» **Problem to solve**: Reproduce the records below in their entirety, character for character.

» **Recorded information**:
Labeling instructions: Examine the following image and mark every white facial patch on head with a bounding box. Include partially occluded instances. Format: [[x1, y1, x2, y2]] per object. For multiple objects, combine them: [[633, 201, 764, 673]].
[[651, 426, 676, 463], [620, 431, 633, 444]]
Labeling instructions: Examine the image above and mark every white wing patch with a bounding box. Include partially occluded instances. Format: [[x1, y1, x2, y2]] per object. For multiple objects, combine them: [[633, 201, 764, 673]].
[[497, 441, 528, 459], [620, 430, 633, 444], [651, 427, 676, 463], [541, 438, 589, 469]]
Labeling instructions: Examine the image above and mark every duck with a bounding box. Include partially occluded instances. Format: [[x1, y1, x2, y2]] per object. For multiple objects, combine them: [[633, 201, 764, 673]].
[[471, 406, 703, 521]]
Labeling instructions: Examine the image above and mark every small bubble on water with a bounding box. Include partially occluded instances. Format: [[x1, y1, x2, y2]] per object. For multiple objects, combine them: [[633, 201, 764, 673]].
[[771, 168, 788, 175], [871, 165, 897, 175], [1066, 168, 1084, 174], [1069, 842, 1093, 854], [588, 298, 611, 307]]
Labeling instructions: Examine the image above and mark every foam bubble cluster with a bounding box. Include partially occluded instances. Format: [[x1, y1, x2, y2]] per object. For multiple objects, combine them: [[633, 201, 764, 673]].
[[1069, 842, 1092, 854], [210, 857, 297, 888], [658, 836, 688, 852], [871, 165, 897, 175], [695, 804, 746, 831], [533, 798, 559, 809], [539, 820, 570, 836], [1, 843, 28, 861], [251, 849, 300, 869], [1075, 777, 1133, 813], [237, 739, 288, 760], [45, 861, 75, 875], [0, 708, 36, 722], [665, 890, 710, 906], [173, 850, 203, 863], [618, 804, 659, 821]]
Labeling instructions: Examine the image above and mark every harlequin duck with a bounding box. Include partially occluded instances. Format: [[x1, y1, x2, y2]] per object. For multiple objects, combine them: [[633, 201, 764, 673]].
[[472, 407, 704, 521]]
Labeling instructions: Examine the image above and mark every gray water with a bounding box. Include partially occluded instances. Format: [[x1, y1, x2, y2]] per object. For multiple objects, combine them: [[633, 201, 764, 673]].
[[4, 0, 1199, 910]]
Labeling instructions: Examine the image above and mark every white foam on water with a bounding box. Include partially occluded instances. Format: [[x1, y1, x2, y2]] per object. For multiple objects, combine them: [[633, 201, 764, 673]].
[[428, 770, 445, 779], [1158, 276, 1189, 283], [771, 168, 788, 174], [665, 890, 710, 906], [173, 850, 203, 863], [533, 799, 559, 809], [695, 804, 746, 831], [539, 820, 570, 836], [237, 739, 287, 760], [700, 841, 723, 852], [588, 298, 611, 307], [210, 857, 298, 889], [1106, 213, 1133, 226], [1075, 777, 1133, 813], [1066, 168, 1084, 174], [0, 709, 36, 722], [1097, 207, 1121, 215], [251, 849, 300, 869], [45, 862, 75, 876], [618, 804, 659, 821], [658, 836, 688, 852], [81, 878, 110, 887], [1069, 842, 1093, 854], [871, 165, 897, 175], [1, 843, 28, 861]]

» **Answer**:
Labeling instructions: Examine the following image and mark every white facial patch on head with a bounding box. Include partially occluded instances. Format: [[x1, y1, x2, y2]] per object. For multiple objects, combine them: [[633, 201, 764, 673]].
[[651, 426, 676, 463], [620, 431, 633, 444]]
Labeling instructions: Examine the image above and mark every white wing patch with a bounding box. Include partially occluded instances. Format: [[x1, y1, x2, y2]] per object. For multiple objects, combine them: [[633, 201, 764, 673]].
[[497, 441, 528, 459], [620, 430, 633, 444], [651, 427, 676, 463], [541, 438, 589, 469]]
Labeling instructions: Examine the image above and mark every duck with a bounding box. Include partially occluded instances. Format: [[x1, y1, x2, y2]] per object. For multiple objects, combine them: [[633, 201, 764, 673]].
[[471, 406, 703, 521]]
Labeling instructions: Examine the image above and mark every small bubble on water with a bounding box. Include partially occluded instances. Format: [[x1, y1, x2, y2]] per object. For multiple objects, combine them: [[633, 201, 764, 673]].
[[771, 168, 788, 175], [871, 165, 897, 175], [1066, 168, 1084, 174], [1069, 842, 1093, 854], [588, 298, 611, 307]]
Labeling instructions: Examine the image above and mark every foam bubble cluster with a bounding box. Include partially occluded instances. Format: [[x1, y1, x2, y2]] per object. For multiple objects, combine them: [[633, 201, 764, 673]].
[[1069, 842, 1092, 854], [210, 857, 297, 888], [658, 836, 688, 852], [871, 165, 897, 175], [695, 804, 746, 831], [533, 798, 559, 809], [539, 820, 570, 836], [1, 843, 28, 861], [251, 849, 300, 869], [1075, 777, 1133, 813], [237, 739, 288, 760], [45, 861, 75, 875], [0, 708, 36, 722], [665, 890, 710, 906], [173, 850, 203, 863], [618, 804, 659, 821]]
Labeling instructions: Examine the image above and mark every harlequin duck with a bounding box. Include partially occluded instances. Format: [[x1, y1, x2, y2]] per object. For multiple objects, combine them: [[633, 201, 764, 673]].
[[472, 407, 704, 521]]
Labeling instructions: Examine the image above and mark every gray water with a bounding box. Include partially occluded instances. Format: [[x1, y1, x2, y2]] per object. For multiple objects, combine them: [[633, 201, 764, 673]].
[[4, 0, 1199, 910]]
Labeling instructions: Examine the image above and mark every white foam on water with a bounding box. Include partially occluded instances. Format: [[x1, y1, x2, y2]] per object. For multiple objects, combine them: [[633, 201, 764, 673]].
[[428, 770, 445, 779], [1158, 276, 1189, 283], [771, 168, 788, 174], [665, 890, 710, 906], [173, 850, 203, 863], [533, 799, 559, 809], [695, 804, 746, 831], [539, 820, 570, 836], [237, 739, 287, 760], [700, 841, 723, 852], [588, 298, 611, 307], [210, 857, 298, 889], [1106, 213, 1133, 226], [1075, 777, 1133, 813], [1066, 168, 1084, 174], [0, 709, 36, 722], [1097, 207, 1121, 215], [251, 849, 300, 869], [45, 862, 75, 876], [618, 804, 659, 821], [658, 836, 688, 852], [81, 878, 110, 887], [1069, 842, 1093, 854], [871, 165, 897, 175], [1, 843, 28, 861]]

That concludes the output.